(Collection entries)
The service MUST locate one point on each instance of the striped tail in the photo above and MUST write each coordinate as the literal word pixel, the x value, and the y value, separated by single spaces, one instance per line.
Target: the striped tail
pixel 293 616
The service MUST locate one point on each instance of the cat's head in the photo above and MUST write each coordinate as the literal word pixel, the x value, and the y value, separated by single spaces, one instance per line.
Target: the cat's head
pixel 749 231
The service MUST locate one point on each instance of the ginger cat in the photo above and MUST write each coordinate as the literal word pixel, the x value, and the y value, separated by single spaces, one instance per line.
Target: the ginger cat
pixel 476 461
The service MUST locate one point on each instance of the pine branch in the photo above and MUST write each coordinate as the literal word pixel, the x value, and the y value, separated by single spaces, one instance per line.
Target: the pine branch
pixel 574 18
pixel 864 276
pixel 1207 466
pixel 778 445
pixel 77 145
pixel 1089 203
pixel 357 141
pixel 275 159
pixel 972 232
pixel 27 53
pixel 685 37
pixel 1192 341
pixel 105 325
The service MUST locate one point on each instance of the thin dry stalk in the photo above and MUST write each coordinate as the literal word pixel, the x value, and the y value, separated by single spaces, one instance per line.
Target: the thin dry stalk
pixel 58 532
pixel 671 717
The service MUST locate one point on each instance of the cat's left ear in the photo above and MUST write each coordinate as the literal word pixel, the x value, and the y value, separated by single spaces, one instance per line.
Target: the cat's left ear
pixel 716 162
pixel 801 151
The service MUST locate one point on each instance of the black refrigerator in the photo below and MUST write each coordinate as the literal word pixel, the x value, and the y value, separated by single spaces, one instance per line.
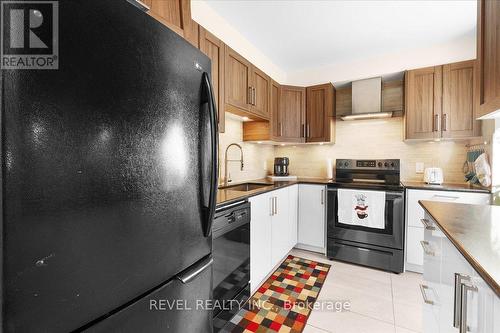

→ **REQUIRED ACTION**: Look over the records. Copy the lines that include the word "above".

→ **TASK SOLUTION**:
The service MUST locate one point on each instance of the striped tail in the photo above and MUST write each coordinate as the literal word pixel, the x value, and the y value, separated by single spaces, one instance per line.
The service MUST locate one point on each instance of the cat's head in the photo above and MUST write each coordinate as the literal word pixel, the x value, and the y value, separated by single spaces, one instance per line.
The service MUST locate one point on each instance of the ginger cat in the photo above and MUST write each coordinate as the literal word pixel, the x value, and the y value, separated by single spaces, one instance per line.
The service MUST locate one point on each instance of the pine branch in the photo above and MUST write each coordinate as the literal word pixel, the x value, and the y value, separated by single spaces, one instance per line.
The service MUST locate one point on each instance of the thin dry stalk in the photo above and MUST write each coordinate as the literal word pixel, the x value, and the y value, separated by single spaces, one instance per line.
The service MUST locate one point on each instance of the cat's left ear in the photo above and MUST write each coordinate as the literal word pixel, the x value, and the y value, separated by single spaces, one instance per line.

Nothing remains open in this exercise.